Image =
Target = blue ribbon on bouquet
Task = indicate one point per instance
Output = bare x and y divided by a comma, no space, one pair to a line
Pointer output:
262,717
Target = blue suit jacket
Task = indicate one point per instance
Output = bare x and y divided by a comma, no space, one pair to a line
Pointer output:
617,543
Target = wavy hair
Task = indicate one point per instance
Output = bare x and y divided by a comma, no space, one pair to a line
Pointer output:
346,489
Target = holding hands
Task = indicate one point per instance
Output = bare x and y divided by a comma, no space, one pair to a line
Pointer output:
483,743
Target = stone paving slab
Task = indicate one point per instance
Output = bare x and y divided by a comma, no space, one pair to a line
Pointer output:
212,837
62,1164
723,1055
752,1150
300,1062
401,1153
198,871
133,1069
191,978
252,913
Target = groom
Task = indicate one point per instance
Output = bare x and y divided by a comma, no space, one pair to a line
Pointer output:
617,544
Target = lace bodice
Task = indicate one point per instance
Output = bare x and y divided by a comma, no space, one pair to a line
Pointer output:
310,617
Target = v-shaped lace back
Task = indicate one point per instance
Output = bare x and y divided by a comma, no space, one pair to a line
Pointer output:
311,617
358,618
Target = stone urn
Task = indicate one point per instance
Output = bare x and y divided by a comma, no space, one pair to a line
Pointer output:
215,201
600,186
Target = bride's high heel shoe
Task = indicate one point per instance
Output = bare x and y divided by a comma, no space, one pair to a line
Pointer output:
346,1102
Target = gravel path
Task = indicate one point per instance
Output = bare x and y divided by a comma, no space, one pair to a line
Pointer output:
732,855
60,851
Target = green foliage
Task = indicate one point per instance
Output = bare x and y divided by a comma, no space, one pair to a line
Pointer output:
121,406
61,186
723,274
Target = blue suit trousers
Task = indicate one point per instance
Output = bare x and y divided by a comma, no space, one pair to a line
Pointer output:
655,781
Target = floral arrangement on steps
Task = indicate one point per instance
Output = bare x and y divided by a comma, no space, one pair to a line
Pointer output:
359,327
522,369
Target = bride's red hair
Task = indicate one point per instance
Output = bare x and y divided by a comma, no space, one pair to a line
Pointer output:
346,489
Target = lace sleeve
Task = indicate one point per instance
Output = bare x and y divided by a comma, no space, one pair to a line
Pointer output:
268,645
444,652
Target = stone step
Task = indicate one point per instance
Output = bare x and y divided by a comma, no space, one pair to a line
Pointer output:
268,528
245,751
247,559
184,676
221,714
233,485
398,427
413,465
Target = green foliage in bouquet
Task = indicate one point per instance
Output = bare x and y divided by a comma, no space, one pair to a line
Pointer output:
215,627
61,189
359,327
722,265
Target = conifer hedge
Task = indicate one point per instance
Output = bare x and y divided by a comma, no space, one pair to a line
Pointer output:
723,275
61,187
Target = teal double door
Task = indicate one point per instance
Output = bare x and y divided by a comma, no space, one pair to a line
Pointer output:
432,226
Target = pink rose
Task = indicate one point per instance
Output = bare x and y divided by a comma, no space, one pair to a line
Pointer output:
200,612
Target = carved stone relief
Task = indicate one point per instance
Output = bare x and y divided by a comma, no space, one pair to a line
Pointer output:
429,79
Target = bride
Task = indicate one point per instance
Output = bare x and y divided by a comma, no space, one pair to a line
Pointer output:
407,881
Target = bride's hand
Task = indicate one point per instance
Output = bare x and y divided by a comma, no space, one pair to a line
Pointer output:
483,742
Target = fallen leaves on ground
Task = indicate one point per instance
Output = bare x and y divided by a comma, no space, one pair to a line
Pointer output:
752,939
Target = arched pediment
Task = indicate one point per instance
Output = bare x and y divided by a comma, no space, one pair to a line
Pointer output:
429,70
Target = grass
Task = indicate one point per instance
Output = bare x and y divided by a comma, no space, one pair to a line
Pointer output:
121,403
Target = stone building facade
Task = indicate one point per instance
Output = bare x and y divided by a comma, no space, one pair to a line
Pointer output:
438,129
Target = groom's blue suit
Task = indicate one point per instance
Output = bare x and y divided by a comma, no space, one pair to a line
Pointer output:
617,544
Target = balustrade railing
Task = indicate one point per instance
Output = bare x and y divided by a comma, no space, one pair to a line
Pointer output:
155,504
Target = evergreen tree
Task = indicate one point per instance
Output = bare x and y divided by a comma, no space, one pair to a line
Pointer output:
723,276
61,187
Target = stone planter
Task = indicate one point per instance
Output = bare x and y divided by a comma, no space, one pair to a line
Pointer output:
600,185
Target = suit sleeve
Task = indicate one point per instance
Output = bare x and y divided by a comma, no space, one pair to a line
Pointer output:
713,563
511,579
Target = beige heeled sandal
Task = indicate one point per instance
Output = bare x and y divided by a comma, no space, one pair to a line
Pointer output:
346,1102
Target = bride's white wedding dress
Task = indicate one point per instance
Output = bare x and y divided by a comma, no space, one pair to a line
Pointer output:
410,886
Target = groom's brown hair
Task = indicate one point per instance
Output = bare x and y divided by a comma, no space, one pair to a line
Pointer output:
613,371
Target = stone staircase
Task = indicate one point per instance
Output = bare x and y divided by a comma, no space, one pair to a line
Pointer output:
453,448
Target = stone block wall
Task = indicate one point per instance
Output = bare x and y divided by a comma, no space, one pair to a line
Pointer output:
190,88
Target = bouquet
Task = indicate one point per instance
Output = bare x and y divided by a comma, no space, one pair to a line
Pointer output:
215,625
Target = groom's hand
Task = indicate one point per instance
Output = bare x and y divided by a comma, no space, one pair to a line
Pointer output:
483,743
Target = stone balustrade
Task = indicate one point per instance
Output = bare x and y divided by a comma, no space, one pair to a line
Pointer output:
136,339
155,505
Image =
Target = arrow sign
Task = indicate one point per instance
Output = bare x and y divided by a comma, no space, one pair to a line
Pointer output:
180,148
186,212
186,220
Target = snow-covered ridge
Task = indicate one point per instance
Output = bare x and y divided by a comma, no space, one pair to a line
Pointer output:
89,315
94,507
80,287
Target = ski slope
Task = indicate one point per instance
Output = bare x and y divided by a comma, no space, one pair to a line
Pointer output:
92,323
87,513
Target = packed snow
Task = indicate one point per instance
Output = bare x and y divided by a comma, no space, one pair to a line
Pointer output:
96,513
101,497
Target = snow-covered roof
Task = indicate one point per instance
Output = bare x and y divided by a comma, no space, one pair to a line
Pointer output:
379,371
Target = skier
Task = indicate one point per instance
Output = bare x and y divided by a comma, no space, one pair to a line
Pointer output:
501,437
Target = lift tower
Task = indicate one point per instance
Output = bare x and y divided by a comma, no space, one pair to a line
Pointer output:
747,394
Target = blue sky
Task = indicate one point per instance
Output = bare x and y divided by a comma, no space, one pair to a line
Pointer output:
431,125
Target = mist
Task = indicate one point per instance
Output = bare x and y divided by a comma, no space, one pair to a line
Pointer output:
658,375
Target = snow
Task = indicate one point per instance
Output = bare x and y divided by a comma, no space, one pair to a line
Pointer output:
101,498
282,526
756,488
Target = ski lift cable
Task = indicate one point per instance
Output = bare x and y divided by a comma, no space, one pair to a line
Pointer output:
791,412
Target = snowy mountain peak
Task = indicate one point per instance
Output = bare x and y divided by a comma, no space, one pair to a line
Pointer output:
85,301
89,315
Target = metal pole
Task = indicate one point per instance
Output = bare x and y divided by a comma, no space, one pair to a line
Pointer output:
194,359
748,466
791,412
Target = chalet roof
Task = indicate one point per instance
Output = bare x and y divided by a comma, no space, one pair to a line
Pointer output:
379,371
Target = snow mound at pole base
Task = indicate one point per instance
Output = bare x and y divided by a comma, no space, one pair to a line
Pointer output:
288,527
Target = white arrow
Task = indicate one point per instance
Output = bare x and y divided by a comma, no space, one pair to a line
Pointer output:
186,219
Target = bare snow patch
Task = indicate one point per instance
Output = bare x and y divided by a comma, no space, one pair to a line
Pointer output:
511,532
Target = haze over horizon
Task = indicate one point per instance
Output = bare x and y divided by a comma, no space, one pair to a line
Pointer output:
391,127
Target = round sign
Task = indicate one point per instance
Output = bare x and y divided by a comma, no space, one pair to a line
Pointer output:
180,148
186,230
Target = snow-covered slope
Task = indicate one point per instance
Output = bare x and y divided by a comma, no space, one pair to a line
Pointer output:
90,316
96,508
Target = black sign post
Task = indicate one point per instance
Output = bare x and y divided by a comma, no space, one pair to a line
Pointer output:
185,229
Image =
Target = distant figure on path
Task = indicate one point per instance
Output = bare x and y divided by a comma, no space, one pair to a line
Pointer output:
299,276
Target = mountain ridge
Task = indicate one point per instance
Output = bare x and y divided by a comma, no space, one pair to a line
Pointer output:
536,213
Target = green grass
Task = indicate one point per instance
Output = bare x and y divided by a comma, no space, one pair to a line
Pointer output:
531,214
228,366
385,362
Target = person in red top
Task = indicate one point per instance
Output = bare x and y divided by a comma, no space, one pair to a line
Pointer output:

Task objective: Go through the entries above and report each line with the string "bride" in it.

Answer for the task:
Target = bride's high heel shoe
Target = bride's red hair
Target = bride
Target = bride's hand
Target = bride's white wedding dress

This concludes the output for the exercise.